> Exercise directions
Reproduce the records below word for word, from the line with "Think you've got what it takes? Locate dark" up to and including the line with "[0,0,600,212]".
Start Given information
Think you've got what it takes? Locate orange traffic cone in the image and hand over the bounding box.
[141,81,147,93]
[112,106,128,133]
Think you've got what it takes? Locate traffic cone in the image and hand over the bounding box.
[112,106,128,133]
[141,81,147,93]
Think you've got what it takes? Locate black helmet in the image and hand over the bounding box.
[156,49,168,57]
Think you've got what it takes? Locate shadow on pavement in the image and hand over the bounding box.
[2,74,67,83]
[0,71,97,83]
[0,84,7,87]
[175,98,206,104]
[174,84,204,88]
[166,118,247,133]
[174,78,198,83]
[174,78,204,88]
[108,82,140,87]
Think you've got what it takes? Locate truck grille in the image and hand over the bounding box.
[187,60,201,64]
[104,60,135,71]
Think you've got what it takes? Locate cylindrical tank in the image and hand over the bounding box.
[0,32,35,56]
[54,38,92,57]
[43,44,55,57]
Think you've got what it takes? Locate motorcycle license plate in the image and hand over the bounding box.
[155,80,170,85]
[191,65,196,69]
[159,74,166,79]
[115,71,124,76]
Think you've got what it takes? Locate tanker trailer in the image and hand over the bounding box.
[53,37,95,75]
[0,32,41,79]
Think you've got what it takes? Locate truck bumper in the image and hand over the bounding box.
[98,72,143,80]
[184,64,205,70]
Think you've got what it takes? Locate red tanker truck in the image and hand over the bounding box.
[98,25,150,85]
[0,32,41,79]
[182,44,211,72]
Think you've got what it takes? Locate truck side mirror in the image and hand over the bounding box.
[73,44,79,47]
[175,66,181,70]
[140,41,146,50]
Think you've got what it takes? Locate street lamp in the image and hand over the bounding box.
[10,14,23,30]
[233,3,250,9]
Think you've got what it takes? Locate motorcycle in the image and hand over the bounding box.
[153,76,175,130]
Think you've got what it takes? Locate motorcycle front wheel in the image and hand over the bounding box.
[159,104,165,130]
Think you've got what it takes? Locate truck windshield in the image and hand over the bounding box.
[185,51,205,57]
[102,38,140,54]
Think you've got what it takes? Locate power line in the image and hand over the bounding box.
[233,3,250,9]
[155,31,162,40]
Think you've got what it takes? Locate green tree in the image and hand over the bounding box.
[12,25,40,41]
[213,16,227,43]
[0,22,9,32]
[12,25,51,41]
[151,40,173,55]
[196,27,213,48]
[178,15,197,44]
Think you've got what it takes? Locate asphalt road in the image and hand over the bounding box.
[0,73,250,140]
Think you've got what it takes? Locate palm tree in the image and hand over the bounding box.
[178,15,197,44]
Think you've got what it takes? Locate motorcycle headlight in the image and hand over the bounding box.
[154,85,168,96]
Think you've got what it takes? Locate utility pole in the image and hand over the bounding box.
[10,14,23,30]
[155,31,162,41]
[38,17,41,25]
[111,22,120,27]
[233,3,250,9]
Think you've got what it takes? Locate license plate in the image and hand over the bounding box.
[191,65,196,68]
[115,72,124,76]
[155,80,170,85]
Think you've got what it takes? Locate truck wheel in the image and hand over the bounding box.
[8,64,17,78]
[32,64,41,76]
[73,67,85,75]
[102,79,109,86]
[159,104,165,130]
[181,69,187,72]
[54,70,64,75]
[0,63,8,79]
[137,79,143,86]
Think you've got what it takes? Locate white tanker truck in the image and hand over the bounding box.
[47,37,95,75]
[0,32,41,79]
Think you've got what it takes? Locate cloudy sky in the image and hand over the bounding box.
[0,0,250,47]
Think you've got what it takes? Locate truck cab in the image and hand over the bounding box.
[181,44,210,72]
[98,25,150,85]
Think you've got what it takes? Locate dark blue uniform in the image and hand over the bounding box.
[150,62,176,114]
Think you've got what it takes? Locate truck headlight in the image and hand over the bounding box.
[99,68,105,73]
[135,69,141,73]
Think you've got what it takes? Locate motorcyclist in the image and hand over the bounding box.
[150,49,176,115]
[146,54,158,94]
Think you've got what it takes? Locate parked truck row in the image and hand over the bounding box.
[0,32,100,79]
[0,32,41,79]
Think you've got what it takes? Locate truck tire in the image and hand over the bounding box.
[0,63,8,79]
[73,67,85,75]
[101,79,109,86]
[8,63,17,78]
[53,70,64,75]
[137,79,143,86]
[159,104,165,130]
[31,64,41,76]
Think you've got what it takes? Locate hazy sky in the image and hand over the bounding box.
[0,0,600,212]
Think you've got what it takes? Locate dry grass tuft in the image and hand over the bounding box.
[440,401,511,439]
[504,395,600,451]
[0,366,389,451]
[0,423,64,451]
End Given information
> Answer for the task
Think you've got what it takes? Locate dark blue uniform in the image and hand over the bounding box.
[150,62,176,114]
Think you've got what it takes? Locate truck headlight in the image and hand over the bounding box.
[99,68,105,73]
[135,69,141,73]
Think you've got what it takes? Locate motorcyclist in the image and hand over the bounding box.
[150,49,176,115]
[146,54,158,94]
Think you've got what it takes? Locate parked truck row in the image and hand over the bounding box.
[0,32,100,79]
[0,32,41,79]
Think you've got what it takes? Locate truck tire in the image and hand over the bounding box.
[0,63,8,79]
[73,67,85,75]
[101,79,109,86]
[8,63,17,78]
[53,70,64,75]
[137,79,143,86]
[159,104,165,130]
[31,64,41,76]
Think you've got what it takes? Locate hazy sky in the image and hand over the bounding box.
[0,0,600,212]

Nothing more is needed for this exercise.